*WHAT YOU SHOULD DO*.
Retype only what runs from the line that contains "Where can the illuminated golden" through the last line of the listing below, both lines included.

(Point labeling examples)
START
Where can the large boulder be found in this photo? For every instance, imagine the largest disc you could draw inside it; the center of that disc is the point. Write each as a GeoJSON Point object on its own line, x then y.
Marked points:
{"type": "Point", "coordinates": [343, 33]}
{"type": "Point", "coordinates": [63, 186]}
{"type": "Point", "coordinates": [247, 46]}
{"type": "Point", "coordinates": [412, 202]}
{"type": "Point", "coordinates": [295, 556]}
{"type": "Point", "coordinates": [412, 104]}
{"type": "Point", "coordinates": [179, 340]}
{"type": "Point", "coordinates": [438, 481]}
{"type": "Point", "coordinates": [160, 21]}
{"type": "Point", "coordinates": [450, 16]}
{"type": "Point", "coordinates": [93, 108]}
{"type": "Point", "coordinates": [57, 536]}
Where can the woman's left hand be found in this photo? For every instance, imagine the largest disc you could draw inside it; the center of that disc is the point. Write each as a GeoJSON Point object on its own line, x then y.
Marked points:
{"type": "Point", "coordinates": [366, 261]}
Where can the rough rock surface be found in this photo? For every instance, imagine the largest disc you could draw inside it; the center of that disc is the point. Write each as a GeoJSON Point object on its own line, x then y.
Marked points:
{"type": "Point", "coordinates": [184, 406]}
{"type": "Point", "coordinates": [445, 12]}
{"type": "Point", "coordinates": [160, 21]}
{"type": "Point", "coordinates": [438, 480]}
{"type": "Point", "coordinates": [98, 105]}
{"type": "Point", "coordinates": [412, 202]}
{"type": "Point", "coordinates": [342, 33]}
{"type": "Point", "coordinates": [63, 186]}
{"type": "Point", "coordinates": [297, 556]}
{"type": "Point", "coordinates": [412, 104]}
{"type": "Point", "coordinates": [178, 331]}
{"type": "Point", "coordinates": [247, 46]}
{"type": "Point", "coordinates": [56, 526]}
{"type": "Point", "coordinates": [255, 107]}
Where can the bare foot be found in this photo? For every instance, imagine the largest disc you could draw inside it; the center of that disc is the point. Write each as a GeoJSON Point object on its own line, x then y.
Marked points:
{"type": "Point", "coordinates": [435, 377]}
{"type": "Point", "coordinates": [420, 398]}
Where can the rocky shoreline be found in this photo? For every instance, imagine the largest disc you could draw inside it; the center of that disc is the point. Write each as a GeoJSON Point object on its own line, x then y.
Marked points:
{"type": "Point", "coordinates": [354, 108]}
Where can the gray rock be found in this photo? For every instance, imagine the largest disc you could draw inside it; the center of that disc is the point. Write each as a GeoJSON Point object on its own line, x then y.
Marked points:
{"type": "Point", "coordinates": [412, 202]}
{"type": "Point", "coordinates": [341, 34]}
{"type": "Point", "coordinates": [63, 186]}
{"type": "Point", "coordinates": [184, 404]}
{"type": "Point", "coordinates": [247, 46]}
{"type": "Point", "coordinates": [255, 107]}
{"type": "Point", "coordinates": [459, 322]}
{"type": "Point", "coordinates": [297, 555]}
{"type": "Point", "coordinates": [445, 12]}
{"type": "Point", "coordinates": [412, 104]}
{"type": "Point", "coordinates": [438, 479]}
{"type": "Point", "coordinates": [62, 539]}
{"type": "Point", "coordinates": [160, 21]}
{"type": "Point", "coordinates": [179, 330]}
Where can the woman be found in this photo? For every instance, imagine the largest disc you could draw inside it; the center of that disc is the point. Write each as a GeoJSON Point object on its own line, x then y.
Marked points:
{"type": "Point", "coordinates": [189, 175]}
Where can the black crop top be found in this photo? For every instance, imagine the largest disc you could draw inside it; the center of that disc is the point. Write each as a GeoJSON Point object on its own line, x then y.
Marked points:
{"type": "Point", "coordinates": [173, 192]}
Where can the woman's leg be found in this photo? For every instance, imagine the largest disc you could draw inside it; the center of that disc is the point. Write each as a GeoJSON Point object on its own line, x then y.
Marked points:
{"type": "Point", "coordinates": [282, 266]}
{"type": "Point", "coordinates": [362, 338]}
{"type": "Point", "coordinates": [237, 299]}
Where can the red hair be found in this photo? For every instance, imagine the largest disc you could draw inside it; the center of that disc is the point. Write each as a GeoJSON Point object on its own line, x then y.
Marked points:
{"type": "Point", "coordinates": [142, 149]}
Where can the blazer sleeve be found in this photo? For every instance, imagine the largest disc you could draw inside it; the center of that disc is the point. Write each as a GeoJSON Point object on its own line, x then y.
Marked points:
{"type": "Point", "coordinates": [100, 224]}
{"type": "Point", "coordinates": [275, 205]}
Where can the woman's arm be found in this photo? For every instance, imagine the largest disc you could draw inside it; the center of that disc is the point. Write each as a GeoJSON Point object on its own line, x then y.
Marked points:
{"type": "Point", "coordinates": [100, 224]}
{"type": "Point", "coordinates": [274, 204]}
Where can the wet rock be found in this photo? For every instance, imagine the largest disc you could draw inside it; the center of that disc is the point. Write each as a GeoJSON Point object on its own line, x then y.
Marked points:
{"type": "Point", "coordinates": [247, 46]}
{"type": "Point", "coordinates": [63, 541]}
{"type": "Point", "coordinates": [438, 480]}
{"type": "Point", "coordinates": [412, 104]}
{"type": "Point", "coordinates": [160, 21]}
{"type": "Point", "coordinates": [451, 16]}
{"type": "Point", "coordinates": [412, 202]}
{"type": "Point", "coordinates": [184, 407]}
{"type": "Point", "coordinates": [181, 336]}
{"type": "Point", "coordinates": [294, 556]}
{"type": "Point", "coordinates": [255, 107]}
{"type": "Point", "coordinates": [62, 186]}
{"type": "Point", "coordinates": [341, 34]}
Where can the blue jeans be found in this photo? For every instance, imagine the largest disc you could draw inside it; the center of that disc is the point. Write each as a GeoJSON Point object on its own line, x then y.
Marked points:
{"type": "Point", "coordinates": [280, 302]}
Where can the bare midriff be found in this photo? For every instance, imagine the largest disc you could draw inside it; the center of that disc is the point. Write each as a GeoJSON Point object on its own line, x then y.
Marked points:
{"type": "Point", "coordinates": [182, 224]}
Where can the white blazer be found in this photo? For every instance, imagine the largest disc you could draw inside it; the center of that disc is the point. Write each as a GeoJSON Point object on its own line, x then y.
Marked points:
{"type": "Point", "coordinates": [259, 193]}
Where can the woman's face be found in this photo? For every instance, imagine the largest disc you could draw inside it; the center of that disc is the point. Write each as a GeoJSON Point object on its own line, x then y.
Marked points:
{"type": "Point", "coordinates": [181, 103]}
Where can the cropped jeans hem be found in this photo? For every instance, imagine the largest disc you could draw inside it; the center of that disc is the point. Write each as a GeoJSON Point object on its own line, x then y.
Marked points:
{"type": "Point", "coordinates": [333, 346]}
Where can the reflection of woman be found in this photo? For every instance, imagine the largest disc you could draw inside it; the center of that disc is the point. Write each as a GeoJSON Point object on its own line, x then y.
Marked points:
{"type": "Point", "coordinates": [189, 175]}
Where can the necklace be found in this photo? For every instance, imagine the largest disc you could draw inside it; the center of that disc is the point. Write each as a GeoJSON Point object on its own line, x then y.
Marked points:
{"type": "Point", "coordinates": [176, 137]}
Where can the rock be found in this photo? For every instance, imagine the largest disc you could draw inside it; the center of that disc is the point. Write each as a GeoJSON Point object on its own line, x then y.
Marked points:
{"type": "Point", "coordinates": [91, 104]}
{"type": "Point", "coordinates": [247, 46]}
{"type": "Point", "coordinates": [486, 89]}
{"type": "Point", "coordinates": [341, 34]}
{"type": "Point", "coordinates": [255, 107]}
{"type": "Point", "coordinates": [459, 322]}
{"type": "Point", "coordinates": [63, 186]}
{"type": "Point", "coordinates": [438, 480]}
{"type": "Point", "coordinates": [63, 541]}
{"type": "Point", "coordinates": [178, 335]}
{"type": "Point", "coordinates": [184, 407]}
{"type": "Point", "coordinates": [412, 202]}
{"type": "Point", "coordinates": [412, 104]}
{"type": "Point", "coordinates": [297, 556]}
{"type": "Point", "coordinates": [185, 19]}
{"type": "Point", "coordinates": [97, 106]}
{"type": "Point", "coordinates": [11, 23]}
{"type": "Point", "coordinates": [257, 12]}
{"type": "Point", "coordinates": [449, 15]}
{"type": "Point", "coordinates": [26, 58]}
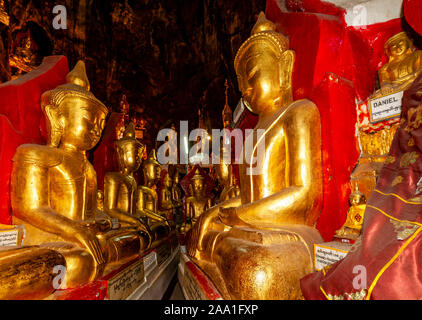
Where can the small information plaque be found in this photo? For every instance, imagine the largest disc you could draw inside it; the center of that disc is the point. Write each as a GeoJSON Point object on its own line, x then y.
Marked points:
{"type": "Point", "coordinates": [385, 107]}
{"type": "Point", "coordinates": [329, 252]}
{"type": "Point", "coordinates": [125, 282]}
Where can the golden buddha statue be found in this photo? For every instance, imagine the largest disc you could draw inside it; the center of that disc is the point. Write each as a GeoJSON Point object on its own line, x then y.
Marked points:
{"type": "Point", "coordinates": [4, 17]}
{"type": "Point", "coordinates": [198, 202]}
{"type": "Point", "coordinates": [353, 225]}
{"type": "Point", "coordinates": [54, 186]}
{"type": "Point", "coordinates": [404, 64]}
{"type": "Point", "coordinates": [147, 198]}
{"type": "Point", "coordinates": [120, 187]}
{"type": "Point", "coordinates": [29, 272]}
{"type": "Point", "coordinates": [260, 244]}
{"type": "Point", "coordinates": [165, 202]}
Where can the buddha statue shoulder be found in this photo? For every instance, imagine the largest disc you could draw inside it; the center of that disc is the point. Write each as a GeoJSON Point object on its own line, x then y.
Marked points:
{"type": "Point", "coordinates": [166, 204]}
{"type": "Point", "coordinates": [279, 203]}
{"type": "Point", "coordinates": [54, 186]}
{"type": "Point", "coordinates": [147, 198]}
{"type": "Point", "coordinates": [404, 64]}
{"type": "Point", "coordinates": [120, 187]}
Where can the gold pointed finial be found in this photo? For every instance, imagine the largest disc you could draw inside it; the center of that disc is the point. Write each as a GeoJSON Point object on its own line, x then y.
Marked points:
{"type": "Point", "coordinates": [227, 111]}
{"type": "Point", "coordinates": [78, 76]}
{"type": "Point", "coordinates": [263, 24]}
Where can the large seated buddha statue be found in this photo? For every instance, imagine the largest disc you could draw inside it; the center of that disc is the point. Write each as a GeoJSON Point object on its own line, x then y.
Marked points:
{"type": "Point", "coordinates": [54, 186]}
{"type": "Point", "coordinates": [260, 244]}
{"type": "Point", "coordinates": [120, 187]}
{"type": "Point", "coordinates": [147, 199]}
{"type": "Point", "coordinates": [403, 66]}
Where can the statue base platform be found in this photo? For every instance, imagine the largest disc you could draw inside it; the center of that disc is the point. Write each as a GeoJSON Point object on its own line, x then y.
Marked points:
{"type": "Point", "coordinates": [146, 277]}
{"type": "Point", "coordinates": [328, 253]}
{"type": "Point", "coordinates": [195, 284]}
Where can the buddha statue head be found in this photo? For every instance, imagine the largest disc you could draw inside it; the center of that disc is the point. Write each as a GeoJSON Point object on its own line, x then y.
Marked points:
{"type": "Point", "coordinates": [356, 197]}
{"type": "Point", "coordinates": [129, 150]}
{"type": "Point", "coordinates": [151, 169]}
{"type": "Point", "coordinates": [167, 181]}
{"type": "Point", "coordinates": [75, 118]}
{"type": "Point", "coordinates": [264, 67]}
{"type": "Point", "coordinates": [197, 185]}
{"type": "Point", "coordinates": [398, 45]}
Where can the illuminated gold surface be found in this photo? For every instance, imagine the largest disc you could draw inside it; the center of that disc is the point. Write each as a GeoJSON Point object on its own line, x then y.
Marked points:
{"type": "Point", "coordinates": [28, 272]}
{"type": "Point", "coordinates": [147, 198]}
{"type": "Point", "coordinates": [166, 198]}
{"type": "Point", "coordinates": [259, 245]}
{"type": "Point", "coordinates": [54, 187]}
{"type": "Point", "coordinates": [120, 187]}
{"type": "Point", "coordinates": [403, 67]}
{"type": "Point", "coordinates": [353, 225]}
{"type": "Point", "coordinates": [198, 202]}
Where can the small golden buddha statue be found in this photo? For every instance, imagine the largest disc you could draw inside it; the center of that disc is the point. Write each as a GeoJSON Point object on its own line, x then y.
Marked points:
{"type": "Point", "coordinates": [404, 64]}
{"type": "Point", "coordinates": [259, 245]}
{"type": "Point", "coordinates": [227, 111]}
{"type": "Point", "coordinates": [353, 225]}
{"type": "Point", "coordinates": [165, 202]}
{"type": "Point", "coordinates": [120, 187]}
{"type": "Point", "coordinates": [198, 202]}
{"type": "Point", "coordinates": [54, 186]}
{"type": "Point", "coordinates": [147, 198]}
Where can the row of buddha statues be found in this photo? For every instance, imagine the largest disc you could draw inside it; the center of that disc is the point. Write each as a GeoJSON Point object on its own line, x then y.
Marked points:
{"type": "Point", "coordinates": [254, 242]}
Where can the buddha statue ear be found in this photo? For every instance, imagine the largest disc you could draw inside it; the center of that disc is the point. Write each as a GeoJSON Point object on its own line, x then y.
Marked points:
{"type": "Point", "coordinates": [286, 64]}
{"type": "Point", "coordinates": [55, 125]}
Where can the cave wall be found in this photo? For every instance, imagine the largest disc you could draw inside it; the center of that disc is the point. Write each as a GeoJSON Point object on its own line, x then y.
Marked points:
{"type": "Point", "coordinates": [168, 56]}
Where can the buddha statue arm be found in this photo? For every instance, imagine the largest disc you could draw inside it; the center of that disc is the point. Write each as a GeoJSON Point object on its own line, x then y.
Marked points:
{"type": "Point", "coordinates": [299, 202]}
{"type": "Point", "coordinates": [30, 202]}
{"type": "Point", "coordinates": [141, 210]}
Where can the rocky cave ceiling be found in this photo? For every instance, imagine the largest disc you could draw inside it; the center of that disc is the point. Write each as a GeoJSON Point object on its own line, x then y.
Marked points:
{"type": "Point", "coordinates": [169, 57]}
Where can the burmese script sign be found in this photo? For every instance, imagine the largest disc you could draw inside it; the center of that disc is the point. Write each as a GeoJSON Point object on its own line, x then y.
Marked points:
{"type": "Point", "coordinates": [329, 253]}
{"type": "Point", "coordinates": [124, 283]}
{"type": "Point", "coordinates": [386, 107]}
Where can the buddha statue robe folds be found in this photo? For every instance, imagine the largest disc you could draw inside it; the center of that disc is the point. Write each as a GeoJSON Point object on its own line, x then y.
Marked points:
{"type": "Point", "coordinates": [387, 253]}
{"type": "Point", "coordinates": [54, 187]}
{"type": "Point", "coordinates": [260, 244]}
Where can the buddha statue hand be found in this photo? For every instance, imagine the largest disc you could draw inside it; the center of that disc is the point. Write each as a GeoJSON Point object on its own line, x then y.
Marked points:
{"type": "Point", "coordinates": [230, 216]}
{"type": "Point", "coordinates": [87, 238]}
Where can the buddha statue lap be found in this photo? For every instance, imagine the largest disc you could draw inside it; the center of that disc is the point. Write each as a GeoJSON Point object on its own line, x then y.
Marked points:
{"type": "Point", "coordinates": [54, 187]}
{"type": "Point", "coordinates": [260, 244]}
{"type": "Point", "coordinates": [177, 198]}
{"type": "Point", "coordinates": [403, 67]}
{"type": "Point", "coordinates": [147, 199]}
{"type": "Point", "coordinates": [120, 187]}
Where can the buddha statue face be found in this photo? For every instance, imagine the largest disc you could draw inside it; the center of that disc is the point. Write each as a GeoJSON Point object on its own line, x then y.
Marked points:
{"type": "Point", "coordinates": [129, 150]}
{"type": "Point", "coordinates": [82, 125]}
{"type": "Point", "coordinates": [398, 45]}
{"type": "Point", "coordinates": [151, 169]}
{"type": "Point", "coordinates": [264, 69]}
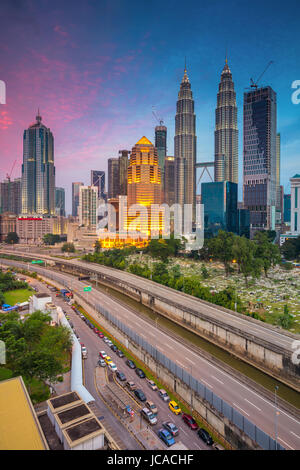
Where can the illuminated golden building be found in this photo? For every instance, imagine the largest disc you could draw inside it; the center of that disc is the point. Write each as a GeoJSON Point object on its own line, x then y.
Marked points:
{"type": "Point", "coordinates": [144, 188]}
END
*COMPLETE OUTPUT*.
Where can the illuminated golden building be found in this photo? For every instance, imagine the largest disc you could draw inside it; the center of that disc is the point. Write each as a GeoJSON Point object on its own line, x then y.
Marked points:
{"type": "Point", "coordinates": [144, 188]}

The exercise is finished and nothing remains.